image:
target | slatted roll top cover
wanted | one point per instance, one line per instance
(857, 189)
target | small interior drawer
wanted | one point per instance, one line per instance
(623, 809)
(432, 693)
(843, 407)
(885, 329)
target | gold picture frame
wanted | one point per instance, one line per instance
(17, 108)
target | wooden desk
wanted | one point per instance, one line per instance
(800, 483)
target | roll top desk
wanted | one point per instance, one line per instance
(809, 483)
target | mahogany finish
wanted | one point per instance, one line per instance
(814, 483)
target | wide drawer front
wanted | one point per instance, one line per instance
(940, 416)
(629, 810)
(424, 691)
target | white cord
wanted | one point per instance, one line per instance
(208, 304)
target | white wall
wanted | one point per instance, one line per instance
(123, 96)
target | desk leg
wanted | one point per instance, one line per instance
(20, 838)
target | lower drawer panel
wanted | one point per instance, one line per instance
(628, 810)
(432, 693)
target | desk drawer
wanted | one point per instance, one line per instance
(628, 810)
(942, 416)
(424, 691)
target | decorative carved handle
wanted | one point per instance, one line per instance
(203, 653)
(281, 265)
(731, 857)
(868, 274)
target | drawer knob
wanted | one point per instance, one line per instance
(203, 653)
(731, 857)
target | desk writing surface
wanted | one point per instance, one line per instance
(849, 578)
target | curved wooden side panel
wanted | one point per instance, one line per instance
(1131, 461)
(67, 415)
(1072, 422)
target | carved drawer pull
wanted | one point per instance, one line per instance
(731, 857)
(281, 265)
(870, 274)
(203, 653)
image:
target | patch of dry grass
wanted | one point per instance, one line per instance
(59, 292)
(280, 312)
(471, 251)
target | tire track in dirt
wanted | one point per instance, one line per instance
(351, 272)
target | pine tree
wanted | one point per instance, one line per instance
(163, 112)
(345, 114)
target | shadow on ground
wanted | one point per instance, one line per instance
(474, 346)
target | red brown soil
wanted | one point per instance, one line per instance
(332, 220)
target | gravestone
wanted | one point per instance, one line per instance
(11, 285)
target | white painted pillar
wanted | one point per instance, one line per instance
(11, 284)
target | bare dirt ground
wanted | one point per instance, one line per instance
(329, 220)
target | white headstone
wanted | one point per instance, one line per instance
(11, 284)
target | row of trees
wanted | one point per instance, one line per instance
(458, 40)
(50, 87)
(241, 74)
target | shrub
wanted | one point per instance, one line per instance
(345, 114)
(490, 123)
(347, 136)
---------------
**THE TASK**: Look through the material above and print exactly the lines from the one containing "target | gold picture frame" to the one containing "target | decorative carved handle", both included, and nothing more.

**EXPECTED OUTPUT**:
target | gold picture frame
wanted | one point per instance, one line per instance
(17, 108)
target | wooden desk
wanted | one point per instance, one line per instance
(800, 483)
target | roll top desk
wanted | one point per instance, one line per instance
(809, 483)
target | mahogany finish
wanted | one point per instance, one line per instance
(814, 483)
target | wide drawer front
wanted | one point per instance, one line per instance
(940, 416)
(629, 810)
(424, 691)
target | white cord
wanted | one point per instance, one line per instance
(208, 304)
target | white wall
wanted | one point per instance, one line per instance
(123, 96)
target | desk leg
wanted | one point per instance, one line per instance
(20, 838)
target | lower drawer panel
wanted | one point per instance, one line per instance
(628, 810)
(432, 693)
target | desk drawer
wanted | one point per instance, one line per instance
(628, 810)
(942, 416)
(424, 691)
target | decorative carved handle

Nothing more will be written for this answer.